## TASK INPUTS
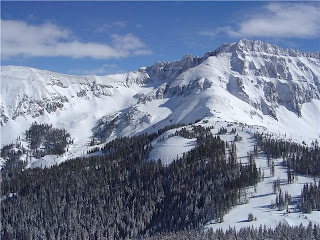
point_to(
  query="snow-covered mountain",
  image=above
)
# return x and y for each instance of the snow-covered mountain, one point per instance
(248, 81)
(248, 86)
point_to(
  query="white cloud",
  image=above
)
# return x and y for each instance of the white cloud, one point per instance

==

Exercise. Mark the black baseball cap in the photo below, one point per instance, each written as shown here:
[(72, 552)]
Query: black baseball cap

---

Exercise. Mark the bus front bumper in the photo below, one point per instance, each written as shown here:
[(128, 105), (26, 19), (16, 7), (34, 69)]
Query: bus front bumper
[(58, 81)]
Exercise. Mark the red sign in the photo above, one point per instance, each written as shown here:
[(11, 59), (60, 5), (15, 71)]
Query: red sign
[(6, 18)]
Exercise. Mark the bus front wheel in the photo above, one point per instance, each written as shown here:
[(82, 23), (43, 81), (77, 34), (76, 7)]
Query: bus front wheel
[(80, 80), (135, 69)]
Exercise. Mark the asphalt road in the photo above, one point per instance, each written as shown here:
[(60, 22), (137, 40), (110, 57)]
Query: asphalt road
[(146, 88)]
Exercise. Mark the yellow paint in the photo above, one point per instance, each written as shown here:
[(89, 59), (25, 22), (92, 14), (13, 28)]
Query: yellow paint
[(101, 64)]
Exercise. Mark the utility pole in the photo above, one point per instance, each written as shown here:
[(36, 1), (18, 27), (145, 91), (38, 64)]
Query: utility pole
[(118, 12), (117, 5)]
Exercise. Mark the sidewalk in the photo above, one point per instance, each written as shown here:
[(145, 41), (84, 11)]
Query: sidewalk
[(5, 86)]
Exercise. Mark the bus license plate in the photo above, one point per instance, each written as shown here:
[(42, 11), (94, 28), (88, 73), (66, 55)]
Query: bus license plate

## TASK INSTRUCTIONS
Update the records from the line with "Exercise. Mark the bus front wheel" up to and including the line with "[(146, 88)]" by putting "gravel road" wherever "asphalt road" appears, with all else unchanged.

## EXERCISE RESULT
Exercise. Mark the bus front wheel in the photo above, one point per instance, each written as shown here:
[(82, 23), (43, 81), (77, 34), (76, 7)]
Query: bus front wheel
[(80, 80), (135, 69)]
Exercise. Mark the gravel road in the photo above, one point per instance, each written as shown here:
[(60, 22), (137, 40), (110, 57)]
Query: gravel road
[(146, 88)]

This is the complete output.